Records shown:
····················
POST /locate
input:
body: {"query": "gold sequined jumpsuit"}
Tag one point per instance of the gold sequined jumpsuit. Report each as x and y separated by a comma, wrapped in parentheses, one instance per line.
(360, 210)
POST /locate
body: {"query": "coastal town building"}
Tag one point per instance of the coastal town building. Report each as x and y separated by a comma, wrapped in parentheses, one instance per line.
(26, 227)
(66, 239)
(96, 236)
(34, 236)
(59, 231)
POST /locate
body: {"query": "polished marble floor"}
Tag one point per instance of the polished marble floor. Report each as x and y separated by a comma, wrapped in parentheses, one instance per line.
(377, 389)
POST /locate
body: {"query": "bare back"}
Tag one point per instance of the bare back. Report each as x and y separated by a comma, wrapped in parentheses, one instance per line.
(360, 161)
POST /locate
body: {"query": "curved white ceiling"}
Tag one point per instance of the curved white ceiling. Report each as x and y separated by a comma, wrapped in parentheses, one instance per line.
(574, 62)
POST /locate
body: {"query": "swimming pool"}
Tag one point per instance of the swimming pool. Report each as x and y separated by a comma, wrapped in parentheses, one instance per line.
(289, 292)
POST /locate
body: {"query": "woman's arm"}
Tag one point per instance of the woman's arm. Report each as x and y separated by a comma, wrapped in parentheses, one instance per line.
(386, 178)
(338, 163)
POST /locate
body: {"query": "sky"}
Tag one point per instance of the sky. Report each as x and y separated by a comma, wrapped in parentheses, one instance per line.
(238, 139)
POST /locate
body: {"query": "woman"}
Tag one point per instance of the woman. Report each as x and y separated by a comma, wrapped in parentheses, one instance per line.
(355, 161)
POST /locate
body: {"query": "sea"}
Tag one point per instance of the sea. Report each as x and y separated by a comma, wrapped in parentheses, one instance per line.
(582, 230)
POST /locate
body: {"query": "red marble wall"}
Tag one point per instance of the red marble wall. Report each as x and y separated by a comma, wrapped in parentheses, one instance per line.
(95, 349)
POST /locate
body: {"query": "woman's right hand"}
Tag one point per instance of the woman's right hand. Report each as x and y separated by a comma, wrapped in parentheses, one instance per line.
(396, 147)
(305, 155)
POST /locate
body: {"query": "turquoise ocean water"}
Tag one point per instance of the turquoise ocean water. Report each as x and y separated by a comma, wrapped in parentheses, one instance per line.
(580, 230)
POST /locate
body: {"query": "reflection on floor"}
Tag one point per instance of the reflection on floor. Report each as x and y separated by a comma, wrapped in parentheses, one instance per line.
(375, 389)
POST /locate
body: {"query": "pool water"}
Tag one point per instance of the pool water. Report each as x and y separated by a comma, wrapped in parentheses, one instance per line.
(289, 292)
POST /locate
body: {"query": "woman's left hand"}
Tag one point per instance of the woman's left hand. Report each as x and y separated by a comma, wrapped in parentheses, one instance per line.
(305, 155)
····················
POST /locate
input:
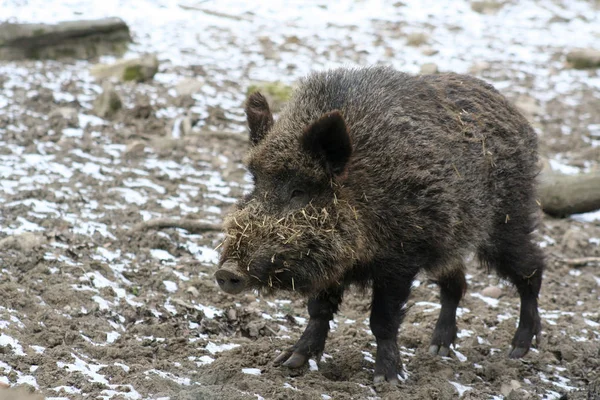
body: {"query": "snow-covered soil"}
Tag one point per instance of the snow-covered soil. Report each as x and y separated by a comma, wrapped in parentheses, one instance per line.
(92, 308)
····················
Pick out every line of the items above that contains the word "wall" and copy each one. Case counts when matching.

Answer for the task:
body: {"query": "red marble wall"}
Tag one point per instance of the red marble wall. Report each as x and y separated by a comma, wrapped in parentheses, one instance per line.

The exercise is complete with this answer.